::: Data

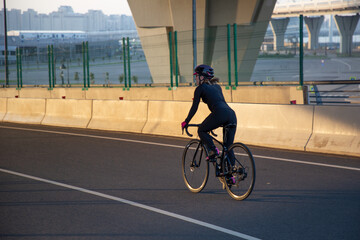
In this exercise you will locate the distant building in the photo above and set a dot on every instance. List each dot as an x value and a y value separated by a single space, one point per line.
65 19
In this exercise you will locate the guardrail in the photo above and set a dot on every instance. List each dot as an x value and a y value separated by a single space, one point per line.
326 129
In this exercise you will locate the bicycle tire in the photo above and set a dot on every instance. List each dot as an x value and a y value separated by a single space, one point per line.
195 168
243 174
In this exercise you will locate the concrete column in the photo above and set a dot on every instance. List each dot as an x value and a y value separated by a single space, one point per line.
313 26
346 26
278 27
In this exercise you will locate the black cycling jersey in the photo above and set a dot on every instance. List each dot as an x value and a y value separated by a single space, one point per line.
220 114
211 95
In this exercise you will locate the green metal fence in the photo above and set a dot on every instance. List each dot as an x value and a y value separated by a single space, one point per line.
239 53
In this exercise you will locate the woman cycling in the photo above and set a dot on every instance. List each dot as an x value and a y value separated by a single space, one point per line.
221 114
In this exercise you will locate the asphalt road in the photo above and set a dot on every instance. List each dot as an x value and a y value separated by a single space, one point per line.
62 183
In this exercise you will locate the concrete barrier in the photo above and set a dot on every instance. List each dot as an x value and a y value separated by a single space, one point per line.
3 103
277 126
34 93
187 93
68 93
127 116
68 113
165 117
107 94
150 93
21 110
9 92
268 94
336 130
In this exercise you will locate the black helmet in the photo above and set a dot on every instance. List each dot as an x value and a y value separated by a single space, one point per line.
204 70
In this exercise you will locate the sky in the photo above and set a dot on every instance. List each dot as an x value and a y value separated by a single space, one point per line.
108 7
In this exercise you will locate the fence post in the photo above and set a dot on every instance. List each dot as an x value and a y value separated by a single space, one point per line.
235 54
171 63
128 53
49 66
20 65
124 58
176 62
301 57
84 64
52 65
87 64
229 54
17 68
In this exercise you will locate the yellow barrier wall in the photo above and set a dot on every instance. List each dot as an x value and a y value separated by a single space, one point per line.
21 110
68 93
326 129
278 126
3 103
107 93
68 113
150 93
187 93
127 116
8 92
165 117
34 93
267 94
336 130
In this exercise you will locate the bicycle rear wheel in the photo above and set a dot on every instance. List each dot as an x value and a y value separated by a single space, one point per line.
240 178
195 168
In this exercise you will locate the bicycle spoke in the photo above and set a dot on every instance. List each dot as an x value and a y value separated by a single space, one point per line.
194 173
241 177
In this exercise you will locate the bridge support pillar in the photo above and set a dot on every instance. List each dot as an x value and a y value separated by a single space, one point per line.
313 26
346 26
278 27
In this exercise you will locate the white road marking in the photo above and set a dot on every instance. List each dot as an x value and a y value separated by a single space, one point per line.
178 146
135 204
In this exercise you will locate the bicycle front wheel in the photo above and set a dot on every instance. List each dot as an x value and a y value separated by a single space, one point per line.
240 178
195 168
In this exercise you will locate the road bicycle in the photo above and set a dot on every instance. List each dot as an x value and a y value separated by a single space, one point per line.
238 178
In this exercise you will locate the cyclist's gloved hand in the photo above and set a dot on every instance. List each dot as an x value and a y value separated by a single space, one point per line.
183 125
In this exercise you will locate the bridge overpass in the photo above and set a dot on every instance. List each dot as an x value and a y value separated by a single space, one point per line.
314 11
252 19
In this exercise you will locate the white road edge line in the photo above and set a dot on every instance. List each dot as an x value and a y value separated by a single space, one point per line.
177 146
135 204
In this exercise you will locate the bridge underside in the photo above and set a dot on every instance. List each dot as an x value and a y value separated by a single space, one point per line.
155 19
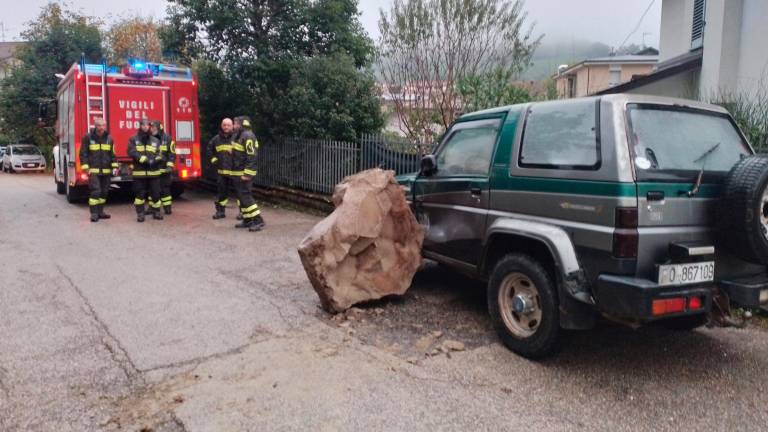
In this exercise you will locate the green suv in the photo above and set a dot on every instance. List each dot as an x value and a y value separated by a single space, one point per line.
639 209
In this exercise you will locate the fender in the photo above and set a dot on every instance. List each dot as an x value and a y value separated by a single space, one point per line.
575 297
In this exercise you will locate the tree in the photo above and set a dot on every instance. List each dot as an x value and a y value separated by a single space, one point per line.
427 46
328 98
491 89
265 51
134 37
56 38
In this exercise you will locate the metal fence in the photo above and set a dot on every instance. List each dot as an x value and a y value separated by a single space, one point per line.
317 165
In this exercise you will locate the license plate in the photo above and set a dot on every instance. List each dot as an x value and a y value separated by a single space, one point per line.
682 274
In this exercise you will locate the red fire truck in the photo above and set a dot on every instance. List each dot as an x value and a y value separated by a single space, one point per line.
123 97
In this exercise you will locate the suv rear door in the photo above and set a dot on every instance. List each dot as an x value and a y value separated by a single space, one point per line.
453 203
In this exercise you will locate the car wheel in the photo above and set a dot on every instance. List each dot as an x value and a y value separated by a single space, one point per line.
523 305
687 323
743 210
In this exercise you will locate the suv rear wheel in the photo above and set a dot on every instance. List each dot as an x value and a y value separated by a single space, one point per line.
522 302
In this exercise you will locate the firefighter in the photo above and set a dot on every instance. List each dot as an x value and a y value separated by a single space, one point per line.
220 149
97 159
148 161
243 169
168 148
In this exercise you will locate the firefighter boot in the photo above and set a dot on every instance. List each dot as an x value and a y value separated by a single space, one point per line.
246 223
219 212
257 224
103 215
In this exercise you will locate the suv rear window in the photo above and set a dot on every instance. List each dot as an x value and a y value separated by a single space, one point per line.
561 135
668 140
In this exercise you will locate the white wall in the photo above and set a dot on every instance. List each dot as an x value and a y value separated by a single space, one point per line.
676 22
753 50
722 41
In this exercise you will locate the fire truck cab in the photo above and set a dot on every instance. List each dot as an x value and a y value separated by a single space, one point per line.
123 97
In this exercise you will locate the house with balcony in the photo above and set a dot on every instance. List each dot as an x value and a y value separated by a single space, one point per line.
597 74
708 48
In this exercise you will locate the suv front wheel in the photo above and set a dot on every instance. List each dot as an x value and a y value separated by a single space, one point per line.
522 302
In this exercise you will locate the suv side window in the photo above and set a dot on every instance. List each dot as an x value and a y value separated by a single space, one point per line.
562 135
469 149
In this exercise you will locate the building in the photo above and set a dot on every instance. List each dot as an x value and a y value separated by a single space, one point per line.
708 48
6 56
597 74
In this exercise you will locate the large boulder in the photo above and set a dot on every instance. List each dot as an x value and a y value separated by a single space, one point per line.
368 248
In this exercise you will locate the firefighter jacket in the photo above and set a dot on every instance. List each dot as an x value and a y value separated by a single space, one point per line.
148 159
221 150
97 154
244 153
168 148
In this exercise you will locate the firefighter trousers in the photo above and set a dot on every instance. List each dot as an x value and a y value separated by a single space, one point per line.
165 190
244 192
146 188
98 188
223 184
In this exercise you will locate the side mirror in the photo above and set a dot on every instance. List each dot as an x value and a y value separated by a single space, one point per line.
428 165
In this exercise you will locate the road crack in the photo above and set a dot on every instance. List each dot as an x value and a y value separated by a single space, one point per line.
116 351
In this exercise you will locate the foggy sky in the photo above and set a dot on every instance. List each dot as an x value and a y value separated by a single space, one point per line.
607 21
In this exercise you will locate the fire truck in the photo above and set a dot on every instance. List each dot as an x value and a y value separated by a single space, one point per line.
123 96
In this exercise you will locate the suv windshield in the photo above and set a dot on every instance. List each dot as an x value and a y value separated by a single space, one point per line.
670 142
26 150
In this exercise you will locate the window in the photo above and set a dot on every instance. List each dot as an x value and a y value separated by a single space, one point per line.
697 29
562 135
614 76
666 140
185 131
468 149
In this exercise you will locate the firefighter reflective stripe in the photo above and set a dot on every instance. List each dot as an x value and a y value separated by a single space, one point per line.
231 172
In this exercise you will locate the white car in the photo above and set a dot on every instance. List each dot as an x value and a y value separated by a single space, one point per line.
22 158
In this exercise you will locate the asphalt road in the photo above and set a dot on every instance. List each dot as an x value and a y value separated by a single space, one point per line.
189 324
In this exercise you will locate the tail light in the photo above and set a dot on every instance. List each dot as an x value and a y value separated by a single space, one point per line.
625 237
668 306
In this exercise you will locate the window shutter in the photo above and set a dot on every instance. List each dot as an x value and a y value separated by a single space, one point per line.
697 30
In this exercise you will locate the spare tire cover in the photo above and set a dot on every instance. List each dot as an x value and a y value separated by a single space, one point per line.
743 213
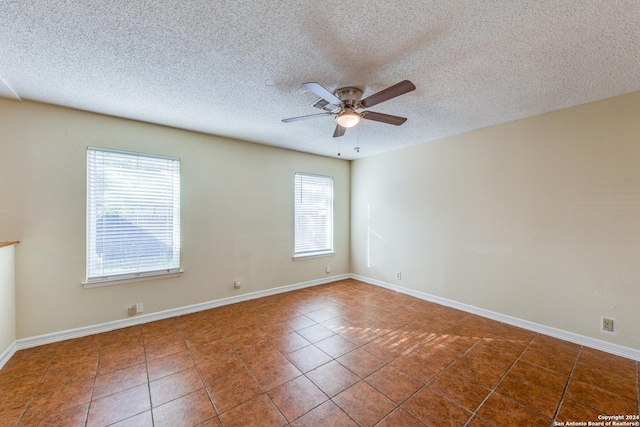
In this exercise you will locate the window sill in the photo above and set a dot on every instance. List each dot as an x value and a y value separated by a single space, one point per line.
299 257
130 279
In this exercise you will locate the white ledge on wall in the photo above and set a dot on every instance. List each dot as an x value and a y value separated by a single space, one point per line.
618 350
119 280
297 257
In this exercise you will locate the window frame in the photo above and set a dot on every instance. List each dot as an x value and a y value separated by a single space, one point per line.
318 252
174 200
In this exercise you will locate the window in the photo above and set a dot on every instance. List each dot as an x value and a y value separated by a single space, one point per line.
133 216
313 215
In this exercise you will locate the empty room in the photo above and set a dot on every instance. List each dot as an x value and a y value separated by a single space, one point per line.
261 213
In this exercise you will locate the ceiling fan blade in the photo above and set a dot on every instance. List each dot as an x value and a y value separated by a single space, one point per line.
388 93
322 93
310 116
384 118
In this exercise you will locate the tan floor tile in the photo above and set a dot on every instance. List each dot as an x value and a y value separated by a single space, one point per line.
364 404
400 417
233 391
570 410
75 416
258 412
459 389
606 402
189 410
502 411
168 365
332 378
394 384
117 381
273 373
360 362
418 367
221 367
315 333
119 359
540 399
433 409
327 414
561 363
336 346
174 386
289 342
308 358
297 397
119 406
144 419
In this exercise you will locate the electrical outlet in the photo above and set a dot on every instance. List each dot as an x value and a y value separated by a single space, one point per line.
607 325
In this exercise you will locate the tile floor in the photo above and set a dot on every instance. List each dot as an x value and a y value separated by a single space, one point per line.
342 354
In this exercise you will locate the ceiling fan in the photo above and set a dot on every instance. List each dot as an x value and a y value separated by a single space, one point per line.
344 102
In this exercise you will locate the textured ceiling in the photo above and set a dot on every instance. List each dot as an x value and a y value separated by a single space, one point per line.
235 68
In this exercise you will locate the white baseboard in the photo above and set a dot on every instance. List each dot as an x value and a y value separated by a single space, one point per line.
6 355
619 350
152 317
23 343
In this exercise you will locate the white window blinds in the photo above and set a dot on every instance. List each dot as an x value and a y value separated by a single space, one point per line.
313 214
133 214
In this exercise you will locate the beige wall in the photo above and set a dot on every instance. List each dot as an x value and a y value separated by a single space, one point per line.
7 298
537 219
237 215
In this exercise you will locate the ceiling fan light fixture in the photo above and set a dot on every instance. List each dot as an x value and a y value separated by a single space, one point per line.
348 119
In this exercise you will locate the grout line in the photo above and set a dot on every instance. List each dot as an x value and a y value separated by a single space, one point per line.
566 386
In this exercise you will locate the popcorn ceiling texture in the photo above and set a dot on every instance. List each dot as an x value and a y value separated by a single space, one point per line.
235 68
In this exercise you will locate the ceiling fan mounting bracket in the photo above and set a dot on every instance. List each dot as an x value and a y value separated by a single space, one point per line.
348 95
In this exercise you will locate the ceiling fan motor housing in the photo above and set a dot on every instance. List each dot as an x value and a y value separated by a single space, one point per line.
349 95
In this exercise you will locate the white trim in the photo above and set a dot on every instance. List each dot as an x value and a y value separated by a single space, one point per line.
119 280
608 347
8 353
132 153
619 350
301 256
152 317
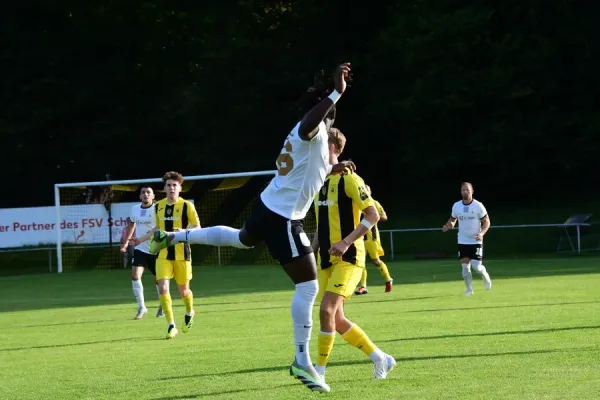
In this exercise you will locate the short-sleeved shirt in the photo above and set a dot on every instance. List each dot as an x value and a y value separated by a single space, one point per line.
338 206
469 218
170 217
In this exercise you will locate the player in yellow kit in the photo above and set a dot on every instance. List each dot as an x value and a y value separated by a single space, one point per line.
172 214
375 250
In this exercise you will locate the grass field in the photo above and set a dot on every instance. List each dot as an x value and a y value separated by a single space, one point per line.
536 335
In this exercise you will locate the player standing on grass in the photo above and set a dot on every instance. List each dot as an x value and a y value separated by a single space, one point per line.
340 240
473 224
375 250
172 214
141 221
277 219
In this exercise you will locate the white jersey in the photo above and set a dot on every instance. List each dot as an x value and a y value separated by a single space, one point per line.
469 220
144 220
302 167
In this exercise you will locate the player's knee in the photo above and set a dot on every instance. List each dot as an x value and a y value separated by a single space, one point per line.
466 268
184 290
163 286
476 264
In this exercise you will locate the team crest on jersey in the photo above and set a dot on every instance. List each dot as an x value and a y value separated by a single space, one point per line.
362 191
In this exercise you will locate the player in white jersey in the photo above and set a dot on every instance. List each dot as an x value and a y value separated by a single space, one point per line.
141 220
473 224
277 219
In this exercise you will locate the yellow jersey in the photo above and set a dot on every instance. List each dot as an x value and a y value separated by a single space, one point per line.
170 217
373 234
338 207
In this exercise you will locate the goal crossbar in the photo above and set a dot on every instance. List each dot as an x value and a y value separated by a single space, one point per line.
59 186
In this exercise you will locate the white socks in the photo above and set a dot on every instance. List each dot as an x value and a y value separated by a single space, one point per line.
214 236
138 292
467 276
302 304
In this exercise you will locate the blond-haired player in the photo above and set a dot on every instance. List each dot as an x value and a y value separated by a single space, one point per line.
174 214
473 224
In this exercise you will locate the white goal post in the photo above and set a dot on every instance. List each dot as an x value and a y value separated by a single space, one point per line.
62 209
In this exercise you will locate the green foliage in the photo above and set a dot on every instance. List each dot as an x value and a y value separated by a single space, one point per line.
87 84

::::::

#### [Problem requirements]
Rescale the rows from the line with "In this exercise you will locate the white jersey" up to and including the last line of the rows. Write out every one of those lines, requests included, multiplying each x and y point coordinate by 1.75 and rounding to the nearest whole number, with halves rounded up.

#### [Result for this task]
In this exercise you will locate the white jersey in the photo above and set a dot on every instance. List each dot as an x value and a y value separated by a single space, one point per line.
821 385
252 385
529 292
In this exercise you will locate the player's knee in the photo above and set a dot on every instance. List each dot as an x value and a y value separated by a single space, one point per line.
816 469
322 508
285 501
833 462
In this exercise you will locate the team crest on jersey in the photo above and set a dot on every instance. List each dot as an x value and a y value separated by a single space, one point per line.
634 334
In this exercise you will locate the player in white jersey in the photo above and set a dot on every instance. List each dot as an x value and a y value separated by a single space, one point per line.
247 385
828 392
485 383
In this exercise you will locate the yellow jersey in the photo above and set a dot on every instance. List each dot as an x value and a y value separated by a single space, one point per line.
298 380
653 410
592 362
In this exercise you will locate the goal crossbar in the photo above and set a dot on every instance. List each dot as an x value and a y value separated by a single space, one point per line.
103 326
In this exercise you will locate the white socks in the photo above and set a dot on every instance. List each dot as an x value and a y value separated by a single space, one point per line.
375 413
242 511
817 483
529 532
In this exercise you will locate the blond-haired player in the photo above and set a dot on every instance. List each dot as an x value and a y value separated by a single space, one point per line.
305 375
828 392
In this exercise you will locate the white goal post in the photo above and set a dot on every instance. List each dot as an x value and a y value separated by a single space, one point per line.
109 366
In this exercise you will locate the green foliage in the photo above and set a dot on every instance. List each dot as an x value and a y value separated by a single space, one point per line.
152 147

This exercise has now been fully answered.